By Julia Hobsbawm

The first report from the Chair of the Demos Workshift Commission, Julia Hobsbawm, says that lessons learned from the Covid-19 pandemic should inform an entirely new way to approach work, workplace, working life and productivity.

In The Nowhere Office, Julia Hobsbawm says that as we return to post-pandemic working life, fixed time and place will no longer be the defining pillars of work for traditional office workers, with the pandemic having proved that going back full time to an office may be neither productive economically or culturally desirable.

Instead, Julia Hobsbawm argues we should embrace the World Health Organization’s complete definition of health, and focus on Social Health in the workplace. She also suggests that the UK should raise productivity and engagement through a Purpose-led agenda which acknowledges that work-life and home-life must be far more aligned in a hybrid model where possible.

Her suggestions offer a radical alternative to ‘business as usual’ when lockdown ends, including the way the government handles work-related policy. Julia Hobsbawm suggests it is unlikely that there will be or should be a full return to presenteeism-based office life, and that leadership and management culture must embrace this change or perpetuate a cycle of low productivity and epidemic workplace stress.

In the paper, The Nowhere Office, Julia concludes that:

  • We should be campaigning for a new way to pay for time spent working, based potentially loosely around set hours, but much more firmly around set outcomes, with flexibility, autonomy and experimentation priced in.
  • Parliamentarians should set up a Commission on Social Health to examine what the modern metrics of work should be.
  • Leadership and management culture needs to embrace a complete end to presenteeism and a redrawing of what success looks like.
  • Policymakers need to rethink the tax structures around home-based energy bills, travel and commute pricing.

Julia Hobsbawm, Chair of the Demos Workshift Commission and author of The Nowhere Office, said:

“The world of work has changed hugely in the last year and yet when you look closely you can see that it is a world which has been crying out for change for far longer than that. Everyone wants jobs but they want something else too: meaning. Work-Life balance. In other words, a workshift. The pandemic has lit the touchpaper on discussions which need to be had and change which needs to happen. I hope that we are catalysts for such discussion and indeed badly-needed change.”

+++

Task instructions: Decide whether each of these statements agrees with the text on The Nowhere Office, answering yes or no and quoting the words of the text that decide it. (a) The paper proposes that Parliamentarians set up a Commission on Social Health. (b) The paper expects a full return to office life once lockdown ends. (c) The proposed way to pay for time spent working would rest most firmly on set hours.

+++

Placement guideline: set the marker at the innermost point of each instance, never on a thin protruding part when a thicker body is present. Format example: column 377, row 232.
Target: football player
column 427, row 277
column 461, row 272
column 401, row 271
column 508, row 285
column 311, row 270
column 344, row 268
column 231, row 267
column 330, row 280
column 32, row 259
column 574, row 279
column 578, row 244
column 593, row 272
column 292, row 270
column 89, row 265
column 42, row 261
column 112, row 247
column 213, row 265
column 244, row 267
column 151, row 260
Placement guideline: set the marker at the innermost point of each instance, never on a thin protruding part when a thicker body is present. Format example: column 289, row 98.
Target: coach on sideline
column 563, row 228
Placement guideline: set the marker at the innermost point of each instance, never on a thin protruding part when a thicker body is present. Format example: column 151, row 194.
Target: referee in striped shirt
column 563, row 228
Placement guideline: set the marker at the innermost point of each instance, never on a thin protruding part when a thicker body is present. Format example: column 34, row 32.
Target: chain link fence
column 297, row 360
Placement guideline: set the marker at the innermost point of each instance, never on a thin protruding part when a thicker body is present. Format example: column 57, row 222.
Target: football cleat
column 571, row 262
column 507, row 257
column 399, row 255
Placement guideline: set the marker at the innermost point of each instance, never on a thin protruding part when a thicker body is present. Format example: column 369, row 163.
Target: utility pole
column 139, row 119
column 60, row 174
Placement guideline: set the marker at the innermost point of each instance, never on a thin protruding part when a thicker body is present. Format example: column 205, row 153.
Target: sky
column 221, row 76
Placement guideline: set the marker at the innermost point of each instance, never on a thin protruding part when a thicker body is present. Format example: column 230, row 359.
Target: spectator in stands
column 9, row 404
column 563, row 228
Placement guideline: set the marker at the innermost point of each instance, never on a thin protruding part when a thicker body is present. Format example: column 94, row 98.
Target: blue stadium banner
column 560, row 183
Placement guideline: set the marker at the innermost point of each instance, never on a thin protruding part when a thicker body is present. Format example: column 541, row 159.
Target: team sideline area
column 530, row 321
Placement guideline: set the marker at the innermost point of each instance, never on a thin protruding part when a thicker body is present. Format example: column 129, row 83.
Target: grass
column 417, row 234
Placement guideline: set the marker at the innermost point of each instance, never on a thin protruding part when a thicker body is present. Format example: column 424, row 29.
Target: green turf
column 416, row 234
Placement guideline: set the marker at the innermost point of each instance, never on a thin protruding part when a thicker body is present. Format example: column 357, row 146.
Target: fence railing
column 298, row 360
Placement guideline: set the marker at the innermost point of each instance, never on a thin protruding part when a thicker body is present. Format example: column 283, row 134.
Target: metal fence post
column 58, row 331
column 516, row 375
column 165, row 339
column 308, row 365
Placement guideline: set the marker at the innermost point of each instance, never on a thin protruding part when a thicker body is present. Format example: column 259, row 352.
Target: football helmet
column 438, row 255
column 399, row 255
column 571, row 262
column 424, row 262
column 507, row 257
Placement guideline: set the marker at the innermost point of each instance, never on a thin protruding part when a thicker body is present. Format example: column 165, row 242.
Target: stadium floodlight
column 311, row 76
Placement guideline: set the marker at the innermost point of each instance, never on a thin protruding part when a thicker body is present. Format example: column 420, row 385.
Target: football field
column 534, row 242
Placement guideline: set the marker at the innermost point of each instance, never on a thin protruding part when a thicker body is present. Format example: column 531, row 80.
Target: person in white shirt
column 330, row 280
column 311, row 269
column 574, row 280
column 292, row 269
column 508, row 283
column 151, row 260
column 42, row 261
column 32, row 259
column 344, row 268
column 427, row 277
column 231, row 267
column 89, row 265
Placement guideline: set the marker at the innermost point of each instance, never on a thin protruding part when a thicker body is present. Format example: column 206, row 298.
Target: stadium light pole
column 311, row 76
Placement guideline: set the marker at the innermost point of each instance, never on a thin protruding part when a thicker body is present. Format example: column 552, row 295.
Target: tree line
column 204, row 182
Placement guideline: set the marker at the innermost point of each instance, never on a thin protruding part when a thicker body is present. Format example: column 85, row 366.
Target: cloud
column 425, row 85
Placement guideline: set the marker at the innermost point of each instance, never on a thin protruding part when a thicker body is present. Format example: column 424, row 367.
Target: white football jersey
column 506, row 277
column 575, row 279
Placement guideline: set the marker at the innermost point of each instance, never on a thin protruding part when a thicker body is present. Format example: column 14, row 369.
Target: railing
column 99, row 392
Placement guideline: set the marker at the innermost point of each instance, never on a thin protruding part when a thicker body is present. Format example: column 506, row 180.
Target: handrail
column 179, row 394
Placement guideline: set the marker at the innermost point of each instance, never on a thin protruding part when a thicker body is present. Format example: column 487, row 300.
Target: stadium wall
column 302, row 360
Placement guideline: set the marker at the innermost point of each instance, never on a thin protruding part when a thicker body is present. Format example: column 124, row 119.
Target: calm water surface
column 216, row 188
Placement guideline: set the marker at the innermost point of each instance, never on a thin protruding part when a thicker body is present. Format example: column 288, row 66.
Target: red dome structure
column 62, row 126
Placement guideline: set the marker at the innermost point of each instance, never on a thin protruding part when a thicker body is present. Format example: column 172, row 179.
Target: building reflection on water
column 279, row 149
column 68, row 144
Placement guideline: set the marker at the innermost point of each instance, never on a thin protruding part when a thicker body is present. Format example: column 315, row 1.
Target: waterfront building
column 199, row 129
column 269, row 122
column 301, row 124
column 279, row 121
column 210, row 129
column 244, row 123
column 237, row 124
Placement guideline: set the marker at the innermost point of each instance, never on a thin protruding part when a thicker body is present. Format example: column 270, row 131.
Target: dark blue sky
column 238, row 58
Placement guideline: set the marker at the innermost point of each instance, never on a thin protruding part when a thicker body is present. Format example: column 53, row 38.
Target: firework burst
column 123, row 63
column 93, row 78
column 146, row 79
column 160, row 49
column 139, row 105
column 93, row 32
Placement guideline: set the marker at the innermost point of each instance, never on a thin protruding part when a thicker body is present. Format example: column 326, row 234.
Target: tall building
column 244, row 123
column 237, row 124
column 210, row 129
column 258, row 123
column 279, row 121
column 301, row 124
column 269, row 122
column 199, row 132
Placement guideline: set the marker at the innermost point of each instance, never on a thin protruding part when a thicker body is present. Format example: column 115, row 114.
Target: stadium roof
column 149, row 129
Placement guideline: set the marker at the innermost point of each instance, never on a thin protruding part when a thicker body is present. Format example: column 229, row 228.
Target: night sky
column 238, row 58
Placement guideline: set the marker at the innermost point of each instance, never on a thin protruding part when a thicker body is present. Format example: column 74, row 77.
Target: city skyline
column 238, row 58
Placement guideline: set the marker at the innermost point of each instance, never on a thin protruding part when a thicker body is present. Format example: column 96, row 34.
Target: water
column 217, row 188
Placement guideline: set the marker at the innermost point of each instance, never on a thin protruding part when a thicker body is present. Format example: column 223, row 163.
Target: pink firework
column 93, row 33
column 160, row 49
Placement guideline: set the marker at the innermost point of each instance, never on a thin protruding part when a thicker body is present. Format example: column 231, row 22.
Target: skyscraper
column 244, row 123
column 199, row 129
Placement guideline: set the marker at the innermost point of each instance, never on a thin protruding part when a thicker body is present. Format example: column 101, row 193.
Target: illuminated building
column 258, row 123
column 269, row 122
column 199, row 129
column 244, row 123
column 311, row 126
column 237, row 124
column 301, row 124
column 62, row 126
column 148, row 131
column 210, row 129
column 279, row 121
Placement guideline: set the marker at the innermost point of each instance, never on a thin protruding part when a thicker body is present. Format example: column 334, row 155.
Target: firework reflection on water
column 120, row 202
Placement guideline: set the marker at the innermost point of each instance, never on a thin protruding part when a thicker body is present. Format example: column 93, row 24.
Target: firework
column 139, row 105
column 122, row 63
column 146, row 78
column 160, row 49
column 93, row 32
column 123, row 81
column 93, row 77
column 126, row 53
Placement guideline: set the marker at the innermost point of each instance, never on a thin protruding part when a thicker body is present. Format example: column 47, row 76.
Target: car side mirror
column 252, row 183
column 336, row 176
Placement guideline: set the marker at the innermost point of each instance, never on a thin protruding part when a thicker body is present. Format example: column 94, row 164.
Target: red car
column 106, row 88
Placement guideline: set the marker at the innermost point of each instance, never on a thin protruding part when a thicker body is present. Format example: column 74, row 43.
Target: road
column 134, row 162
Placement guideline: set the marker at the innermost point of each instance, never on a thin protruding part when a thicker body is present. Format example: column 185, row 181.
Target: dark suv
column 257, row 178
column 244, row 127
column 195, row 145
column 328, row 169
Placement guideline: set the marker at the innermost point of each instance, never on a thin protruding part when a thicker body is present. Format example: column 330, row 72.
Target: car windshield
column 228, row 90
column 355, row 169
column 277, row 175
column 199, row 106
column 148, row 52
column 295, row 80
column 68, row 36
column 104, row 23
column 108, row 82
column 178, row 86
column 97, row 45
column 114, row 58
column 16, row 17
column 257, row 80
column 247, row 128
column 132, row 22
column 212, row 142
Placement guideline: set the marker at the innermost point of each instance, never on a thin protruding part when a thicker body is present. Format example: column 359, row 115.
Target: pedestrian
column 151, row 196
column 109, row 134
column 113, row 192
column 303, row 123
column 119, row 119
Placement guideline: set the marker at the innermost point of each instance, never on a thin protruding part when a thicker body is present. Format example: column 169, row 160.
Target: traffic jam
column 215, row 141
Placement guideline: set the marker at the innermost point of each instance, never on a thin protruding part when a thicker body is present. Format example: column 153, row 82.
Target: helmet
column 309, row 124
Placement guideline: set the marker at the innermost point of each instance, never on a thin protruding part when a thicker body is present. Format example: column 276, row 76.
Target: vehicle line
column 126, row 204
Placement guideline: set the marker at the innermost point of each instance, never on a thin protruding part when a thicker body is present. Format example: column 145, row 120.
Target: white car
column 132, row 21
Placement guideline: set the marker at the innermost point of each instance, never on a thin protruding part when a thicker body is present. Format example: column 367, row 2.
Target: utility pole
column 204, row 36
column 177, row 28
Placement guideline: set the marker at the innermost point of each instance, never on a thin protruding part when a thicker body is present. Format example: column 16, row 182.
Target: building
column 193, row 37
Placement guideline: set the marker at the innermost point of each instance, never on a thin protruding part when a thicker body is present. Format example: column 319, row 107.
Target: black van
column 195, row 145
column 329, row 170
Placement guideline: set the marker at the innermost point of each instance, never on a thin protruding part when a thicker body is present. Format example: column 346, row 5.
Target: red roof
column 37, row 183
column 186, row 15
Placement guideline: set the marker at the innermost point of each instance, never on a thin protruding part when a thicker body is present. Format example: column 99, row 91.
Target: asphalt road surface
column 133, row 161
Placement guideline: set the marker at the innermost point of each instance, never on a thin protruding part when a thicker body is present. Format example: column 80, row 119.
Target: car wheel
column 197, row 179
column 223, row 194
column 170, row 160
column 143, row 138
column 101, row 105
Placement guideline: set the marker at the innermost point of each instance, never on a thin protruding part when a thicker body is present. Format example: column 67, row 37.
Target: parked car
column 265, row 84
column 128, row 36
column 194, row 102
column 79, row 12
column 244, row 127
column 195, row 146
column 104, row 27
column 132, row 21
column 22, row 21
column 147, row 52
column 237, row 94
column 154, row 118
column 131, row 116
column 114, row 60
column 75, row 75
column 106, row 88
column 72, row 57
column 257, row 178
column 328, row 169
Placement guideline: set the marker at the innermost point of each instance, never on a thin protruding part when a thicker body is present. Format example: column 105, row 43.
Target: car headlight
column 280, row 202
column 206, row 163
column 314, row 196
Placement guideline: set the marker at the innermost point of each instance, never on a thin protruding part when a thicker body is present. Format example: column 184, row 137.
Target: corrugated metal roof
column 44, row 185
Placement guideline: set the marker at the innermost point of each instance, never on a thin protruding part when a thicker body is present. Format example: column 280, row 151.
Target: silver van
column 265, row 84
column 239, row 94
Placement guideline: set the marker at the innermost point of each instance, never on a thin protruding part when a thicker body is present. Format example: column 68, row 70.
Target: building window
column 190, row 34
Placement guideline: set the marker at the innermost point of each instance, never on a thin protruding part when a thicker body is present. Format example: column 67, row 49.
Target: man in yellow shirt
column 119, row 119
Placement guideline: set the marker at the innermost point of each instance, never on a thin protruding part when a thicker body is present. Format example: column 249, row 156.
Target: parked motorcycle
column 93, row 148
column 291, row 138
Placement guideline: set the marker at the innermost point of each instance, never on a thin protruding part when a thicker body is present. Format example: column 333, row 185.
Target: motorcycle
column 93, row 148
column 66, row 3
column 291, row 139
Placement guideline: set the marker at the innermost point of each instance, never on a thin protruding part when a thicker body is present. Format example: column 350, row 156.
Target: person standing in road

+++

Response for this exercise:
(a) Yes: "Parliamentarians should set up a Commission on Social Health to examine what the modern metrics of work should be."
(b) No: "it is unlikely that there will be or should be a full return to presenteeism-based office life"
(c) No: "based potentially loosely around set hours, but much more firmly around set outcomes"